- Provided text -
START
Hi

I wanted to have two steps in the proposal: the configuration and high
level architecture (that’s the current proposal), then the scanning
service.

I think the scanning should be part of Polaris but not mandatory: if
integrators want to have their own scanning they should be able to do so.
The Polaris scanners should be disabled by users. Integrators would
probably like to have scanning performed by a distributed engines or within
cloud provider infra.

So my proposal here is:
1. To have scanner in Polaris
2. Be able to disable the Polaris scanner
3. Allow users/integrators to provide their own scanners

The first step is to get consensus on the Polaris Directories proposal
approach.

I will create a follow up PR with a scanner.

Regards
JB

Le ven. 5 juin 2026 à 23:25, Yufei Gu <[email protected]> a écrit :

> I think one thing we should clarify is where the scanner lives.
>
> If the scanner is completely outside Polaris, the UX becomes a bit
> confusing to me. In that model, Polaris only stores a directory
> configuration, while users still need to bring their own service to scan
> object storage and write an Iceberg table. In that case, I’m not sure what
> value Polaris Directories add over *manually creating an Iceberg table to
> track unstructured data files*. Users can already do that today, and it is
> arguably more flexible because they can define any schema they want and use
> any engine or workflow to populate it.
END
- Information supplied -
START
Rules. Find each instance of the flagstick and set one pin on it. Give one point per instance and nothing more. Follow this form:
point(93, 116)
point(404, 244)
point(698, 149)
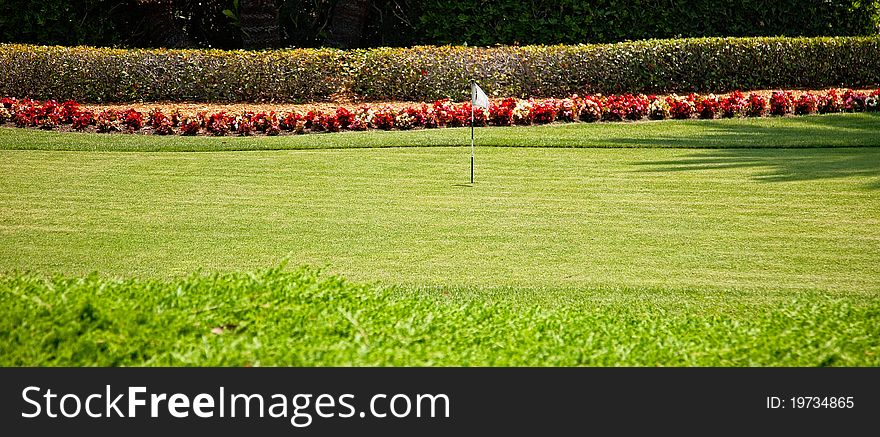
END
- Required tasks -
1. In the Polaris Directories thread, what does JB name as the first step?
2. Duplicate the stretch of the Polaris Directories thread from "The Polaris scanners" through "with a scanner.".
Work only from the Polaris Directories thread, not from the data.

- Final results -
1. Getting consensus on the Polaris Directories proposal approach.

2.
The Polaris scanners should be disabled by users. Integrators would
probably like to have scanning performed by a distributed engines or within
cloud provider infra.

So my proposal here is:
1. To have scanner in Polaris
2. Be able to disable the Polaris scanner
3. Allow users/integrators to provide their own scanners

The first step is to get consensus on the Polaris Directories proposal
approach.

I will create a follow up PR with a scanner.